--- BEGIN SUPPLIED MATERIAL ---

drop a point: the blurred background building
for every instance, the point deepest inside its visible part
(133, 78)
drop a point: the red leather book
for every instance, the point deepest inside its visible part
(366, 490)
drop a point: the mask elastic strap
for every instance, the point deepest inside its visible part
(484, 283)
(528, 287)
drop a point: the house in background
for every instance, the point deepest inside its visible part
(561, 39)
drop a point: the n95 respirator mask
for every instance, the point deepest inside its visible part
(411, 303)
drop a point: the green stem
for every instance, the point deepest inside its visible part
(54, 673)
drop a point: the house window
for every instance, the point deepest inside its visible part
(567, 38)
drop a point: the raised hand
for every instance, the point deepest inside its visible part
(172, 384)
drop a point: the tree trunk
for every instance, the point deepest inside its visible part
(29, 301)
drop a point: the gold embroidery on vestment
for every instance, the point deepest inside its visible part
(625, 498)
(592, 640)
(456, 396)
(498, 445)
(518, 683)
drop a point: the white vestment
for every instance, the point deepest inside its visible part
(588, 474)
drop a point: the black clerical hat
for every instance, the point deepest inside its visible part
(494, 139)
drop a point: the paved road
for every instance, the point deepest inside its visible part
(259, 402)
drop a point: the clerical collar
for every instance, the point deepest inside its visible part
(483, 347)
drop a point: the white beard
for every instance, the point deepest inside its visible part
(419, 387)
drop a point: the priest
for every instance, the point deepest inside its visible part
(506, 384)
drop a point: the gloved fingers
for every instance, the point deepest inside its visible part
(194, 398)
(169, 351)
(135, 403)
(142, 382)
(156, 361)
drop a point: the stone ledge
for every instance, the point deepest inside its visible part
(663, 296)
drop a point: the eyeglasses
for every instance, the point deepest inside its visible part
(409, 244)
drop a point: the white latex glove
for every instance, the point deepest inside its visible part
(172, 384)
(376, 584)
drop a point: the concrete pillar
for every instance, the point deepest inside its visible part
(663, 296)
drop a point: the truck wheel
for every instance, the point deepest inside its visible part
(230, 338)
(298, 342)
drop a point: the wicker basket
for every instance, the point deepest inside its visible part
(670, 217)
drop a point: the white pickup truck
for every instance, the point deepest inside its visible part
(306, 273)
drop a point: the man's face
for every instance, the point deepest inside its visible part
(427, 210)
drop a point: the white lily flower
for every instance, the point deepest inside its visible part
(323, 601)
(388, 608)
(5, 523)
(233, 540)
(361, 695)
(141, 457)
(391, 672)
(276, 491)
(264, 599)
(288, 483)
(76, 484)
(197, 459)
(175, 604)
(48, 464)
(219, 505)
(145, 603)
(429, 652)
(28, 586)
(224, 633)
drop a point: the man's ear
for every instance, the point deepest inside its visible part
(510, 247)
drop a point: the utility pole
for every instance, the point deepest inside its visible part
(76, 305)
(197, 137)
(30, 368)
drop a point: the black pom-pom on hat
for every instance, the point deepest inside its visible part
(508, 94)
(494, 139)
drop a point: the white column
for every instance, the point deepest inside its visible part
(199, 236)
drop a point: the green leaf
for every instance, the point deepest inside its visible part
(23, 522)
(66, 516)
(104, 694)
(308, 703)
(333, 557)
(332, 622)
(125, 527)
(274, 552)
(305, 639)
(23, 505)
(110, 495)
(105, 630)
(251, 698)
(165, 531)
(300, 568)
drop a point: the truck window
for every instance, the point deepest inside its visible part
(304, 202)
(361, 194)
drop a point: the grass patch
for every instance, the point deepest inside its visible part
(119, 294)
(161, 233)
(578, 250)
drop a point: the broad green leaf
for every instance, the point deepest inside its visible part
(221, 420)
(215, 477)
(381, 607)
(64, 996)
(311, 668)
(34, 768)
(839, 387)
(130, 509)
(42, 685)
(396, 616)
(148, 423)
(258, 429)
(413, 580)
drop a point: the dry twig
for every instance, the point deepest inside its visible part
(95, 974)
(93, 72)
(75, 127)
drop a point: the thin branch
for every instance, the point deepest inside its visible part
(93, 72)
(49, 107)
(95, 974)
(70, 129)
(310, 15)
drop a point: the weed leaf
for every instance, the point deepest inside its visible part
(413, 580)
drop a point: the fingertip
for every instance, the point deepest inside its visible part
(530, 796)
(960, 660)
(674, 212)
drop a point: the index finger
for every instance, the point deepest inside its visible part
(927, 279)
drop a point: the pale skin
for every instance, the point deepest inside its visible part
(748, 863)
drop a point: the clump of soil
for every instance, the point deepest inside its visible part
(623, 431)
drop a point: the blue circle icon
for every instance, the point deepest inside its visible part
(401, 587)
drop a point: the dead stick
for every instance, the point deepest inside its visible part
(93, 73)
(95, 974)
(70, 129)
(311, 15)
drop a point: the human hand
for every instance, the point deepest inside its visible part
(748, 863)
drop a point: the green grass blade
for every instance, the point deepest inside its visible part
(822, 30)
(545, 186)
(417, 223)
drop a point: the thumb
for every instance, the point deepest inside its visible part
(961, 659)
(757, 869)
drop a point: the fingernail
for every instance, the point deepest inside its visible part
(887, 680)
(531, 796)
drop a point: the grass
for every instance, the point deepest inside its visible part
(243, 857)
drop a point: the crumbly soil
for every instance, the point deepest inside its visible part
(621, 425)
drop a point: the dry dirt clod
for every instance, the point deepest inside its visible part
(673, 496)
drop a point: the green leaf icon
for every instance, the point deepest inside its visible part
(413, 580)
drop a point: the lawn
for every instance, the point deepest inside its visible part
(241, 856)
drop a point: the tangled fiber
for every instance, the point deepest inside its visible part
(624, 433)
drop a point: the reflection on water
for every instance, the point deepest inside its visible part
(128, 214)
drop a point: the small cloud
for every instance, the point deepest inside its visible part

--- END SUPPLIED MATERIAL ---

■ WHAT THIS TASK INVOLVES ■
Copy the records above line for line, with no changes.

■ ANSWER ■
drop a point: the blurred background building
for every instance, the point deepest inside its visible part
(133, 78)
drop a point: the red leather book
for every instance, the point deepest inside its visible part
(366, 490)
drop a point: the mask elastic strap
for every instance, the point deepest inside its visible part
(484, 283)
(528, 287)
drop a point: the house in background
for every instance, the point deepest inside its visible part
(561, 39)
drop a point: the n95 respirator mask
for every instance, the point deepest inside its visible part
(411, 303)
drop a point: the green stem
for every instance, the point deepest inside its visible part
(54, 673)
drop a point: the house window
for every instance, the point deepest inside its visible part
(567, 38)
drop a point: the raised hand
for every instance, the point deepest inside its visible part
(172, 384)
drop a point: the tree trunk
for every instance, the point deepest inside its visible part
(29, 301)
drop a point: the gold embroidery on vestment
for every instance, the point deepest inside its visible part
(625, 498)
(592, 640)
(456, 396)
(498, 445)
(518, 683)
drop a point: the white vestment
for every instance, the point deepest inside its visible part
(588, 474)
drop a point: the black clerical hat
for every instance, the point deepest inside its visible part
(494, 139)
drop a point: the paved road
for every instance, the point deepest inside its visible part
(259, 402)
drop a point: the clerical collar
for every instance, the point deepest inside its visible part
(483, 347)
drop a point: the white beard
for every instance, the point deepest inside its visible part
(419, 387)
drop a point: the priest
for every instance, the point deepest inside its visible part
(506, 384)
drop a point: the gloved fingers
for every instance, the point deepest inside its visible part
(194, 398)
(169, 351)
(135, 403)
(142, 382)
(156, 361)
drop a point: the stone ledge
for every instance, the point deepest inside its visible part
(663, 296)
drop a point: the eyeglasses
for every instance, the point deepest inside its visible part
(409, 244)
drop a point: the white latex glove
for every instance, the point deepest inside its visible part
(172, 384)
(376, 584)
drop a point: the concrete pillar
for every instance, the point deepest inside its visible part
(663, 296)
drop a point: the truck wheel
for every instance, the point deepest inside its visible part
(230, 338)
(298, 342)
drop a point: the wicker basket
for every instance, the point deepest inside its visible part
(670, 217)
drop a point: the white pickup truck
for every instance, the point deepest inside its visible part
(306, 273)
drop a point: the man's face
for every instance, the point deepest inside its visible part
(427, 210)
drop a point: the white lily flower
for every instance, the point deepest inside its visible part
(323, 601)
(388, 608)
(5, 523)
(233, 540)
(361, 695)
(141, 457)
(391, 672)
(276, 491)
(264, 599)
(288, 483)
(76, 484)
(197, 459)
(175, 604)
(48, 464)
(219, 505)
(145, 603)
(429, 652)
(28, 586)
(224, 633)
drop a point: the man's ear
for every instance, the point deepest inside its visible part
(510, 247)
drop a point: the utility pole
for every instance, the point deepest inside its visible part
(76, 305)
(197, 137)
(30, 368)
drop a point: the black pom-pom on hat
for every instance, the point deepest inside its visible part
(508, 94)
(494, 139)
drop a point: the white column
for every instance, the point deepest inside its visible part
(199, 236)
drop a point: the green leaf
for every instance, the point deepest inside its visible part
(23, 522)
(66, 516)
(104, 694)
(308, 703)
(333, 557)
(332, 622)
(125, 527)
(274, 552)
(305, 639)
(23, 505)
(110, 495)
(105, 630)
(251, 698)
(165, 531)
(300, 568)
drop a point: the truck window
for every instance, the point deepest inside its visible part
(304, 202)
(361, 194)
drop a point: the grass patch
for every instance, the point deepest inside its visible part
(119, 294)
(161, 233)
(578, 250)
drop a point: the broad green leaf
for every instance, the point deepest inside its visible part
(221, 420)
(215, 477)
(381, 607)
(64, 996)
(311, 668)
(34, 768)
(839, 387)
(130, 509)
(42, 685)
(396, 616)
(148, 423)
(258, 429)
(413, 580)
drop a point: the dry twig
for every instance, the point deepest inside its visible part
(95, 974)
(93, 72)
(75, 127)
drop a point: the thin branch
for every instance, the point deepest inside its visible part
(93, 72)
(49, 107)
(95, 974)
(70, 129)
(310, 15)
drop a point: the weed leaf
for every instance, the point deepest inside its visible part
(413, 580)
drop a point: the fingertip
for every instance, the point deepest inside its visible part
(530, 796)
(960, 660)
(674, 212)
drop a point: the index finger
for every instance, the point deepest inside its visible part
(927, 279)
drop a point: the pale skin
for every instance, the point deepest inside its visible part
(748, 863)
drop a point: the clump of soil
for every instance, the point deepest inside its visible part
(623, 431)
drop a point: the blue circle icon
for every instance, the point deepest inside its visible part
(401, 587)
drop a point: the dead stick
for every instance, the point deepest inside its visible part
(93, 73)
(95, 974)
(70, 129)
(311, 15)
drop a point: the human hand
for every instance, the point deepest inside its visible part
(748, 863)
drop a point: the green grass blade
for every instance, the point deepest inside its visible part
(822, 30)
(545, 186)
(417, 223)
drop a point: the thumb
for every instance, the point deepest inside its visible part
(961, 659)
(757, 869)
drop a point: the fingernail
for every instance, the point deepest inside its visible part
(887, 680)
(531, 796)
drop a point: the grass
for every instance, the point deepest inside its visible part
(243, 857)
drop a point: the crumbly soil
for every instance, the point deepest inside its visible part
(621, 425)
drop a point: the dry dirt clod
for every instance, the point deepest inside its visible part
(673, 496)
drop a point: the green leaf icon
for every instance, the point deepest inside its visible part
(413, 580)
drop a point: the lawn
for every instance, the point deepest inside its visible part
(241, 856)
drop a point: the tangled fiber
for every instance, the point deepest inside its visible part
(624, 433)
drop a point: the reflection on water
for every instance, the point deepest inside its visible part
(128, 214)
drop a point: the small cloud
for every instance, the point deepest inside its visible part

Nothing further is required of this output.